:: Consigne A ::
Recopiez le passage du texte sur le rapport d'Amnesty International consacré aux Africains en Libye, depuis « Un rapport accablant » jusqu'à « 13 novembre dernier. » inclus.
:: Consigne B ::
Rédigez la suite du texte sur le rapport d'Amnesty International consacré aux Africains en Libye, en commençant après sa dernière phrase.

:: Extrait à lire ::
*-*-*

Un rapport accablant

Depuis plus d’un an, Internet regorge de témoignages troublants sur la situation de la minorité noire dans le pays du Printemps arabe. Des hommes parqués dans des centres de détention, des immigrants battus, des femmes insultées. La situation des « Africains » dans ce pays d’Afrique a été au cœur du dernier rapport d’Amnesty International « Nous sommes des étrangers, nous n’avons aucun droit », paru le 13 novembre dernier.

« Ils (les Lybiens) ne nous traitent pas comme des êtres humains. Pour eux, nous sommes des animaux, ou des esclaves. Nous sommes des étrangers et ne savons pas ce qui va nous arriver. Si nous nous plaignons, nous risquons d’être frappés et insultés. » Les propos d’une Nigériane de 23 ans détenue en Libye depuis la fin du mois d’août introduisent le rapport de l’ONG.

*-*-*

:: Données fournies ::
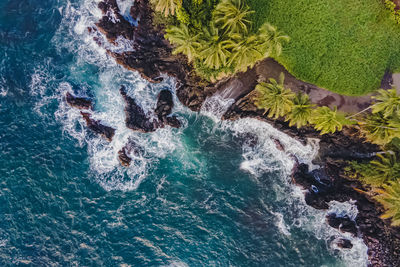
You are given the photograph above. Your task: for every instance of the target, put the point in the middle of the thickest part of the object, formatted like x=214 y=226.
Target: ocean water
x=212 y=193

*-*-*

:: Réponse A ::
Un rapport accablant

Depuis plus d’un an, Internet regorge de témoignages troublants sur la situation de la minorité noire dans le pays du Printemps arabe. Des hommes parqués dans des centres de détention, des immigrants battus, des femmes insultées. La situation des « Africains » dans ce pays d’Afrique a été au cœur du dernier rapport d’Amnesty International « Nous sommes des étrangers, nous n’avons aucun droit », paru le 13 novembre dernier.

:: Réponse B ::
Des migrants emprisonnés dans des hangars

Un rapport accablant qui indique comment, dans la Libye de l’après Kadhafi, « les étrangers sont incarcérés dans un nombre impressionnant de centres de détention, y compris des centres construits spécifiquement pour les immigrés clandestins. Certains se trouvent aux mains des milices, enfermés dans des centres de détention improvisés comme des camps militaires ou des hangars. »

Durant plusieurs mois, les enquêteurs d’Amnesty International se sont rendus dans neuf de ces centres, découvrir les conditions de vie des immigrés prisonniers. L’ONG indique avoir rencontré « 2700 détenus » au total. « Parmi eux, figuraient des femmes enceintes, des femmes avec des enfants en bas âge, ainsi que des enfants non accompagnés détenus avec des adultes qu’ils ne connaissaient pas. »

Au-delà de la détention, ce sont les conditions de vie des personnes emprisonnées qui ont alerté les délégués d’Amnesty International. « Un grand nombre d’entre elles ont montré des blessures récentes ou des cicatrices des coups qu’elles ont reçus à titre de punition pour avoir tenté de s’évader ou fait preuve d’indiscipline », indique le rapport.

« Mange, sale chien »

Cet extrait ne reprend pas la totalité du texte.